→ **Your goal**
Output the entries that follow character for character. Leave every image out.

Saved data entries
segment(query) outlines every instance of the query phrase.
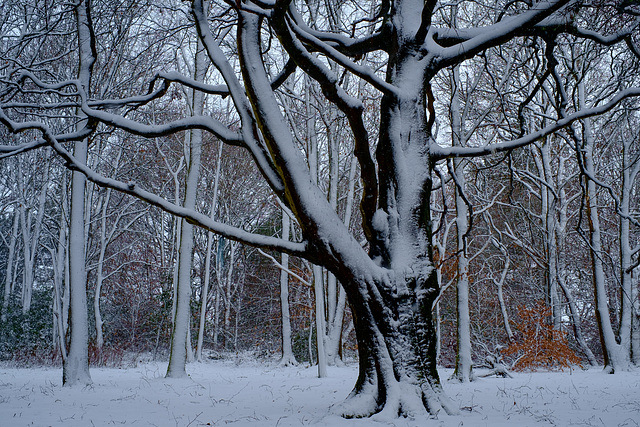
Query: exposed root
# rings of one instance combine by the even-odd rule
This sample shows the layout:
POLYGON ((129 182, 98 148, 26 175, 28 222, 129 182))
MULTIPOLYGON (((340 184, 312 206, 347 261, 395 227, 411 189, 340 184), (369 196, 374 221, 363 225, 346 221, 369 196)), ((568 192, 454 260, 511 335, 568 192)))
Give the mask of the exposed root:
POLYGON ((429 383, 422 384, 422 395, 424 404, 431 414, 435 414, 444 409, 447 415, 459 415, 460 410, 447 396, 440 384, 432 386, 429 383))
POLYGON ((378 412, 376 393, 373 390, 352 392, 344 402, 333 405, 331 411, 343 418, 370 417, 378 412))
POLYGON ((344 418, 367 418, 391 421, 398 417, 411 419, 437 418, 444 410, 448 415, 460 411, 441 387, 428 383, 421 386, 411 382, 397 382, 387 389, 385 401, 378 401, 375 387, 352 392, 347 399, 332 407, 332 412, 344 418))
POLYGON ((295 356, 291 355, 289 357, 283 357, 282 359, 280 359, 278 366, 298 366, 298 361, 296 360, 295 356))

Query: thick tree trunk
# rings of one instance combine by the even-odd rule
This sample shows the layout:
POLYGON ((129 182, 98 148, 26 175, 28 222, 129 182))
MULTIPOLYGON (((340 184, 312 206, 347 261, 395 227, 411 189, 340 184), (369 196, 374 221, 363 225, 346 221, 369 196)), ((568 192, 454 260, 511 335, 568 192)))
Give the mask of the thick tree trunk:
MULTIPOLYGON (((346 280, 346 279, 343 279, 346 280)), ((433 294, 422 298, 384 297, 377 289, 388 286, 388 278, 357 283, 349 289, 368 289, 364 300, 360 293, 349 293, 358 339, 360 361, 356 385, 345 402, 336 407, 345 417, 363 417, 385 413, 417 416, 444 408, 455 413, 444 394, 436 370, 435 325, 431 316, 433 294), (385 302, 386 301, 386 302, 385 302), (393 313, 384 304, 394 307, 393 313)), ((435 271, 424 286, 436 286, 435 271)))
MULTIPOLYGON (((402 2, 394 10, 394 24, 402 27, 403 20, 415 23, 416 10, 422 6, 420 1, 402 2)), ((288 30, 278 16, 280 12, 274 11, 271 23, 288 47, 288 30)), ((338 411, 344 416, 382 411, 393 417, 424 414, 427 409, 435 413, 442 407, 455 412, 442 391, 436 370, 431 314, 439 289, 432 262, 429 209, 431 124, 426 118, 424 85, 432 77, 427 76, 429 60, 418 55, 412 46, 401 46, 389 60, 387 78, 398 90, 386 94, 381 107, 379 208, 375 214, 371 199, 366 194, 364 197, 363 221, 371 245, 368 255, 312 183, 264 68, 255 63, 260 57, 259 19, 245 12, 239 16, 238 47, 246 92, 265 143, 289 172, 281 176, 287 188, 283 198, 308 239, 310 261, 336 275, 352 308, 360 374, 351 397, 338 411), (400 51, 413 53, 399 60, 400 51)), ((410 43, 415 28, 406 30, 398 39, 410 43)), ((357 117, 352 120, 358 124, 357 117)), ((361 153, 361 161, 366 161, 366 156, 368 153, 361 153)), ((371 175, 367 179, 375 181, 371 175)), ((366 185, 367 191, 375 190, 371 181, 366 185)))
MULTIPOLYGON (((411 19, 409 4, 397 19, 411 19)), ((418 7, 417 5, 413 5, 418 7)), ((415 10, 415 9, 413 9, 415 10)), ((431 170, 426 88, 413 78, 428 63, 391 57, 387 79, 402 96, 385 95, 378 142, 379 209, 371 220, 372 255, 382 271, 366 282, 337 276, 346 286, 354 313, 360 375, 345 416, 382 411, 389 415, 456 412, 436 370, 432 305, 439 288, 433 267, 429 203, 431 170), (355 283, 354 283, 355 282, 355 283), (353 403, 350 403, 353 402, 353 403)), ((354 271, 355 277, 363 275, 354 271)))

→ **Problem solution**
segment(query) outlines every instance of the query phrase.
Query: exposed root
# rings of one instance combine by the even-odd rule
This sample shows the layout:
POLYGON ((129 182, 98 148, 26 175, 28 222, 129 182))
MULTIPOLYGON (((340 184, 312 206, 347 261, 395 227, 411 189, 340 184), (369 196, 374 221, 363 225, 346 221, 369 196)), ((568 192, 454 260, 511 335, 568 192)))
Give the mask of the exposed root:
POLYGON ((429 383, 422 384, 422 395, 424 404, 431 414, 435 414, 444 409, 447 415, 459 415, 460 410, 447 396, 440 384, 432 386, 429 383))
POLYGON ((378 412, 376 393, 373 390, 352 392, 344 402, 333 405, 331 411, 343 418, 370 417, 378 412))
POLYGON ((344 418, 367 418, 391 421, 398 417, 411 419, 437 418, 444 410, 448 415, 460 411, 441 387, 428 383, 421 386, 411 382, 397 382, 387 389, 385 401, 378 401, 375 387, 352 392, 347 399, 332 407, 332 412, 344 418))
POLYGON ((295 356, 291 355, 289 357, 283 357, 282 359, 280 359, 278 366, 298 366, 298 361, 296 360, 295 356))

Query: thick tree trunk
# rings of one instance combine by the even-odd rule
This sample shows the layout:
POLYGON ((129 182, 98 148, 26 175, 28 222, 129 182))
MULTIPOLYGON (((340 184, 312 206, 347 261, 395 227, 411 189, 340 184), (369 196, 374 221, 363 225, 346 221, 369 196)), ((568 192, 454 260, 511 335, 568 192)))
Give the mask of the thick tree trunk:
MULTIPOLYGON (((346 280, 346 279, 343 279, 346 280)), ((433 294, 422 298, 384 297, 377 289, 388 286, 388 278, 357 283, 349 289, 368 289, 364 300, 360 293, 349 293, 358 339, 360 361, 356 385, 345 402, 336 407, 345 417, 363 417, 385 413, 417 416, 444 408, 455 413, 444 394, 436 370, 435 325, 431 316, 433 294), (385 302, 386 301, 386 302, 385 302), (393 313, 384 304, 394 307, 393 313)), ((435 271, 424 286, 436 286, 435 271)))
MULTIPOLYGON (((402 2, 394 10, 394 24, 402 27, 403 20, 415 23, 416 10, 422 6, 420 1, 402 2)), ((288 30, 278 16, 280 12, 274 11, 271 23, 288 47, 288 30)), ((338 411, 344 416, 382 411, 393 417, 424 414, 427 409, 435 413, 442 407, 455 412, 442 391, 436 370, 431 314, 439 289, 432 262, 429 209, 431 124, 426 118, 424 85, 432 77, 427 76, 429 60, 418 55, 412 46, 401 46, 389 60, 387 78, 398 90, 386 94, 381 107, 379 208, 375 214, 371 199, 366 194, 364 197, 363 221, 371 245, 368 255, 312 183, 264 68, 255 63, 260 57, 259 19, 245 12, 239 16, 238 47, 246 92, 265 143, 289 172, 281 176, 287 188, 283 198, 308 239, 310 261, 336 275, 352 308, 360 374, 351 397, 338 411), (400 51, 413 53, 399 60, 400 51)), ((410 43, 415 28, 406 30, 398 39, 410 43)), ((357 117, 352 120, 358 124, 357 117)), ((361 153, 361 161, 366 161, 366 156, 368 153, 361 153)), ((371 175, 367 179, 375 181, 371 175)), ((366 185, 367 191, 375 190, 371 181, 366 185)))
MULTIPOLYGON (((411 19, 409 4, 397 19, 411 19)), ((418 7, 417 5, 413 5, 418 7)), ((415 10, 415 9, 413 9, 415 10)), ((431 170, 426 88, 413 78, 428 63, 391 57, 387 79, 402 96, 385 95, 378 142, 379 209, 371 220, 372 255, 382 271, 366 282, 337 276, 346 286, 354 313, 360 375, 345 416, 382 411, 389 415, 456 412, 436 370, 432 305, 439 288, 433 267, 429 203, 431 170), (355 283, 354 283, 355 282, 355 283), (353 403, 350 403, 353 402, 353 403)), ((354 271, 355 277, 363 275, 354 271)))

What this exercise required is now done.